WHAT TO PRODUCE: Extract the lines from the one containing "</instance>" through the one containing "0H717H712ZM402 20L511 155L507", both included, and reproduce them character for character.

RECORDS FOR PROCESSING:
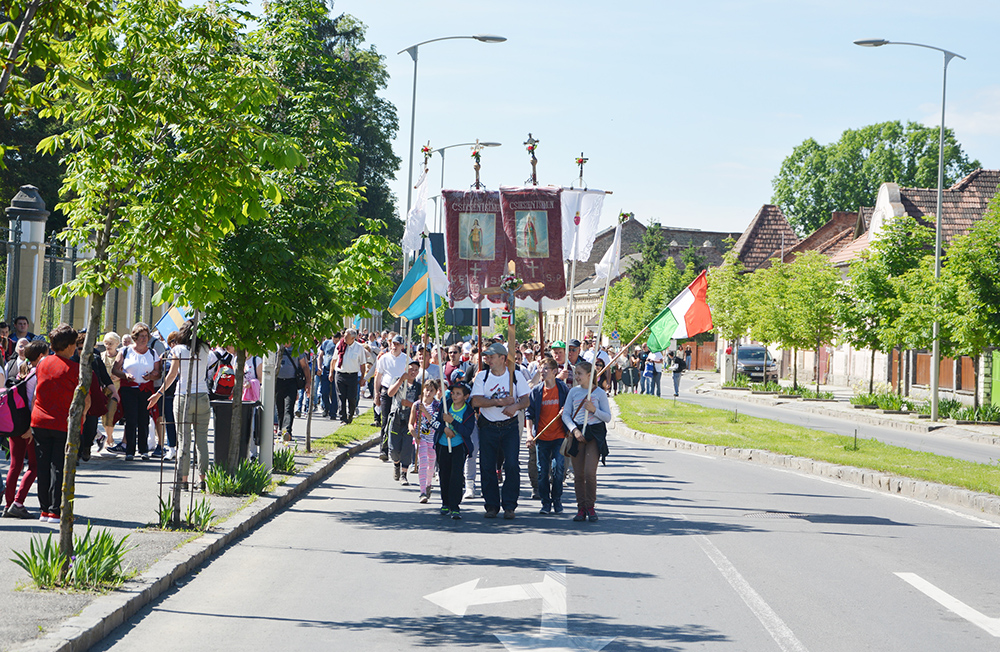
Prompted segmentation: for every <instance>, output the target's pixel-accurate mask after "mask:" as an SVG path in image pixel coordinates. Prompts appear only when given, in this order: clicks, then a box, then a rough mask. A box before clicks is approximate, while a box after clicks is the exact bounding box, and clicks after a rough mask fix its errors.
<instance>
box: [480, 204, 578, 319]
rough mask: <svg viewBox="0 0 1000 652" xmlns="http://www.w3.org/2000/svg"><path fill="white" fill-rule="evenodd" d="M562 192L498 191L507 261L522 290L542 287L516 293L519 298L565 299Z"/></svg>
* * *
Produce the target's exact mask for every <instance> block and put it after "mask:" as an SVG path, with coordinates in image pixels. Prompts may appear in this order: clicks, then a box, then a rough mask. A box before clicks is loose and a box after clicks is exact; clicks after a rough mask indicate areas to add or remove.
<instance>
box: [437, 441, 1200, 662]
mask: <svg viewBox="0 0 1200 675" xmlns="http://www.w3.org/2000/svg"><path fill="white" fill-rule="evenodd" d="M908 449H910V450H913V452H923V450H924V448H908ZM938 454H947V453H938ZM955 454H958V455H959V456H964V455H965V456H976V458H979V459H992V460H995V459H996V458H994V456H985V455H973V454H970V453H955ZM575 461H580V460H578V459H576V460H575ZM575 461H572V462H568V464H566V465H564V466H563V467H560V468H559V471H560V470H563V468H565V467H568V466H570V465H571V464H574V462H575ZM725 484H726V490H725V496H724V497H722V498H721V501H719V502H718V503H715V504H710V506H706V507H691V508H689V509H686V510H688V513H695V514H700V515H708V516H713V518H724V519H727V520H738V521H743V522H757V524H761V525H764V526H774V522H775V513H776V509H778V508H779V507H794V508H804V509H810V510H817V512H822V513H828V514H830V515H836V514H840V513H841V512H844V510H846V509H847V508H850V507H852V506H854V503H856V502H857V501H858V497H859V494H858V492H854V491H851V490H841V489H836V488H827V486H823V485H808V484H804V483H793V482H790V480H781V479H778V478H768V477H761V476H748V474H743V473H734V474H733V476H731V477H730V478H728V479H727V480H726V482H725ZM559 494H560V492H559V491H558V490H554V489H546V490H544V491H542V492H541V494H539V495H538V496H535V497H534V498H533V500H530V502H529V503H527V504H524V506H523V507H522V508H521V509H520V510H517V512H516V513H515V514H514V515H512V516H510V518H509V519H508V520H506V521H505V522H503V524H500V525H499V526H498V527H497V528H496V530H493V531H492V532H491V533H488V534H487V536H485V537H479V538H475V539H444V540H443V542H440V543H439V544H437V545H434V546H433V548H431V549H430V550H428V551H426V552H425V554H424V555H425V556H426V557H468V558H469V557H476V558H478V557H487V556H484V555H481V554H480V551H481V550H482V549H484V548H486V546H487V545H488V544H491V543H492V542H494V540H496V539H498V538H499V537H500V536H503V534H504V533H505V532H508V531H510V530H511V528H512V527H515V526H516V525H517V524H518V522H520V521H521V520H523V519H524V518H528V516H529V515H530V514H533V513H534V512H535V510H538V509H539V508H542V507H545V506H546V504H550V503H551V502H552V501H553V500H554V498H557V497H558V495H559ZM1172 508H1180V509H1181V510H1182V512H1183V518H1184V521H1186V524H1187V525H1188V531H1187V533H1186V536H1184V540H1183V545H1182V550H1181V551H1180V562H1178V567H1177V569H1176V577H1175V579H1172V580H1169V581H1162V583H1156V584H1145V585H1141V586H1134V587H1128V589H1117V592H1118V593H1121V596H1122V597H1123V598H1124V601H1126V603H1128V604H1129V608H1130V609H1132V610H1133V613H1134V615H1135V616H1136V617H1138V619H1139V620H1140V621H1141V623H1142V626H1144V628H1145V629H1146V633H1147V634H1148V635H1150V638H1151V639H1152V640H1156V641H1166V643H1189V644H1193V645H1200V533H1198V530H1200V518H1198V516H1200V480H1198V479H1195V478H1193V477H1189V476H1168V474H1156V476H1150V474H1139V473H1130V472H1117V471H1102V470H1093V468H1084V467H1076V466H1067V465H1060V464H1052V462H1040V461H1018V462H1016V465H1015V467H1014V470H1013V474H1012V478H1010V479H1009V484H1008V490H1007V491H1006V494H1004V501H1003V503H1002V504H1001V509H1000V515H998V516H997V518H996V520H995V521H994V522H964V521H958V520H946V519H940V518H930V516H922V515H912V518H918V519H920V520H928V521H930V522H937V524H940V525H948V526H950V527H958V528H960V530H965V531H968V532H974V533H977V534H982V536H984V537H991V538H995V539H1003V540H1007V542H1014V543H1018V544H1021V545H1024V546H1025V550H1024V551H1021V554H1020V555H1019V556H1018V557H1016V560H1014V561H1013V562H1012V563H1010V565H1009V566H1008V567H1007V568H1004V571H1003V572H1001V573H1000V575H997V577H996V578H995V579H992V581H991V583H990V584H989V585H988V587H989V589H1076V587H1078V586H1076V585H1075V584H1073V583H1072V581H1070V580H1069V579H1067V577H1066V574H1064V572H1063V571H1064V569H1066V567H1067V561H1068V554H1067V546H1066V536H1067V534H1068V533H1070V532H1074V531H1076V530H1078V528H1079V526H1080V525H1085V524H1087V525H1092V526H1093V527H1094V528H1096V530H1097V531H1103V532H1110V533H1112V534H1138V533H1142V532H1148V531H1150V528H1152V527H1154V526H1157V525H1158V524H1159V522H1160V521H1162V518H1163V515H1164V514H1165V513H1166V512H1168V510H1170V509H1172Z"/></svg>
...
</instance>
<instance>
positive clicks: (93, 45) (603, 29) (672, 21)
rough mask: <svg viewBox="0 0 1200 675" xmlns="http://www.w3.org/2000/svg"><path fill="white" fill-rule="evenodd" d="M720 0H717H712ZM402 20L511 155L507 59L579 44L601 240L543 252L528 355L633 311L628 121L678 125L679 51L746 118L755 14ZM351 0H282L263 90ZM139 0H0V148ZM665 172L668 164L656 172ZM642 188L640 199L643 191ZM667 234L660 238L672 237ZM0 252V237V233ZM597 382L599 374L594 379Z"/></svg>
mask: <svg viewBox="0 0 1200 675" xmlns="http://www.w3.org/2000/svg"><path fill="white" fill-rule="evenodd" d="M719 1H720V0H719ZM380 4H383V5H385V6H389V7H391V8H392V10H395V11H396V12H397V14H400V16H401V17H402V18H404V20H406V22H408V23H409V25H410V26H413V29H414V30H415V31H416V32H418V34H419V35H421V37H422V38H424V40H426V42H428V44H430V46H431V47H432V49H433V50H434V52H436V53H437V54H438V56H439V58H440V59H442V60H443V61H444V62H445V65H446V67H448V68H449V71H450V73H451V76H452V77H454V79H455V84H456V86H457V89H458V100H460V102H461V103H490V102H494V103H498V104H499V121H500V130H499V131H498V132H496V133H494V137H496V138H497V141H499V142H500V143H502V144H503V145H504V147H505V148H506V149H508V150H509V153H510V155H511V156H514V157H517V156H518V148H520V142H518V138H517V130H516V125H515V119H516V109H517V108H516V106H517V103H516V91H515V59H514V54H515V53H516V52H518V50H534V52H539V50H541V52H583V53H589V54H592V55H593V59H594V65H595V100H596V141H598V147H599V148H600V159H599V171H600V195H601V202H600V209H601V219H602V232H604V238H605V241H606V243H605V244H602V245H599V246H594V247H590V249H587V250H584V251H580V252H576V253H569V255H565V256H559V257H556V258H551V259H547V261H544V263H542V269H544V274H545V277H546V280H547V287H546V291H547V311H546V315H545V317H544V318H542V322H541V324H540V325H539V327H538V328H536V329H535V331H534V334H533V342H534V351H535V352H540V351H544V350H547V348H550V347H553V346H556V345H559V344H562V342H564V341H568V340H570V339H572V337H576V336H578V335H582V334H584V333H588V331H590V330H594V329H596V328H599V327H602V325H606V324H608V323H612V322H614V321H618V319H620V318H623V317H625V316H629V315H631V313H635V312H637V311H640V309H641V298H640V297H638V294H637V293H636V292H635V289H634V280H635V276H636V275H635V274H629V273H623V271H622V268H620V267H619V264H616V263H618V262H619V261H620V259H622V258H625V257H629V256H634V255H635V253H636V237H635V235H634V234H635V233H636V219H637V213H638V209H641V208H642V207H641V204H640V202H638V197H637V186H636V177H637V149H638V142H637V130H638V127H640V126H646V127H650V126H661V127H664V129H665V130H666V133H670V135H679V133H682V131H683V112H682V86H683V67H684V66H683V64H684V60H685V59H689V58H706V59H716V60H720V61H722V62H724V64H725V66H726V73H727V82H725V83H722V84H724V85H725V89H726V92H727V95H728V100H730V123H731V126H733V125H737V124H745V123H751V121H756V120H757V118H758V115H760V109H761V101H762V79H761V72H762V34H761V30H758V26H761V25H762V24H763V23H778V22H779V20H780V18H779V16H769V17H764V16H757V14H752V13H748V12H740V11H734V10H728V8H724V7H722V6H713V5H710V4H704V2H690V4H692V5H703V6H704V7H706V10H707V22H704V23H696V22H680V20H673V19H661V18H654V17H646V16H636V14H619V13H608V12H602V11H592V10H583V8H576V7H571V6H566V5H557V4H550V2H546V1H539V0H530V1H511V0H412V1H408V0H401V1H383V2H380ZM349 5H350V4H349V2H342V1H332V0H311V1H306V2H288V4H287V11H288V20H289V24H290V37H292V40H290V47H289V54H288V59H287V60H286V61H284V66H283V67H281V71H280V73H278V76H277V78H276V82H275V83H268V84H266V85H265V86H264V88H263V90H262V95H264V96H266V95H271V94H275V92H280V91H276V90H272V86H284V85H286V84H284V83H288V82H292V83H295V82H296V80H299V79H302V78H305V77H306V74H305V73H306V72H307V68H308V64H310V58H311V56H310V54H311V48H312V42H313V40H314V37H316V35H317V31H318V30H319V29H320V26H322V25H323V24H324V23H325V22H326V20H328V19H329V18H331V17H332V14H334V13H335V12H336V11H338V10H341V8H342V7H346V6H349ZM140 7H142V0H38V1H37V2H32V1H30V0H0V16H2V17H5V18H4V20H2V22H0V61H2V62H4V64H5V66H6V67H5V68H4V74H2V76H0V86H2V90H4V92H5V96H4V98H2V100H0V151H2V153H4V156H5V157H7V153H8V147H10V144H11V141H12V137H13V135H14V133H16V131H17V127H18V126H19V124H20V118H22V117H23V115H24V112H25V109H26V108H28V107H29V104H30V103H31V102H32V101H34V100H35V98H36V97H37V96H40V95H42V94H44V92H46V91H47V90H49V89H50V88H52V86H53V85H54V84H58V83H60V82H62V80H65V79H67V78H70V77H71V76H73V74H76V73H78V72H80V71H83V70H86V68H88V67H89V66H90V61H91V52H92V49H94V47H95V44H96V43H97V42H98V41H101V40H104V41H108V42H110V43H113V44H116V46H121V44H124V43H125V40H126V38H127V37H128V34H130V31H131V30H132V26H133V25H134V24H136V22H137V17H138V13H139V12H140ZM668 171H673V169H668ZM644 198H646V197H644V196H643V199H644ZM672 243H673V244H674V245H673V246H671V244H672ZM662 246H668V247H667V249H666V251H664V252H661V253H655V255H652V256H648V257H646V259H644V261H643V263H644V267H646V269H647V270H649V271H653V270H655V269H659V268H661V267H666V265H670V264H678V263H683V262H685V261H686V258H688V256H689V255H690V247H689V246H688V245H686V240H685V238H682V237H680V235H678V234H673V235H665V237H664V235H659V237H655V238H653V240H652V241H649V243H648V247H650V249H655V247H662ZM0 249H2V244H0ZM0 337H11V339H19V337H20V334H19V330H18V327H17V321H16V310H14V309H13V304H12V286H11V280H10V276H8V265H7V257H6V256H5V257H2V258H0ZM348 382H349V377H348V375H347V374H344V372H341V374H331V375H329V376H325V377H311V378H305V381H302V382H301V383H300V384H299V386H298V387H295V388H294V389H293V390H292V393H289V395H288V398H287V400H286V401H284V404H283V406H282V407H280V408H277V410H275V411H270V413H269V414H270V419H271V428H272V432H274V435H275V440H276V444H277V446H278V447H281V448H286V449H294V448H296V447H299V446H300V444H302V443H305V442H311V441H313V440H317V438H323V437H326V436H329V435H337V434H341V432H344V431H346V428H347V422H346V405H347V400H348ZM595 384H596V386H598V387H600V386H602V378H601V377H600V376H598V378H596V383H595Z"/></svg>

TASK OUTPUT:
</instance>
<instance>
positive clicks: (93, 45) (603, 29) (672, 21)
rough mask: <svg viewBox="0 0 1200 675" xmlns="http://www.w3.org/2000/svg"><path fill="white" fill-rule="evenodd" d="M720 0H717H712ZM402 20L511 155L507 59L579 44L601 240L543 252L528 355L633 311L628 121L678 125L679 51L746 118L755 14ZM351 0H282L263 90ZM139 0H0V148ZM665 172L668 164L656 172ZM642 188L640 199L643 191ZM667 234L660 238L672 237ZM0 252V237V233ZM597 382L599 374L594 379Z"/></svg>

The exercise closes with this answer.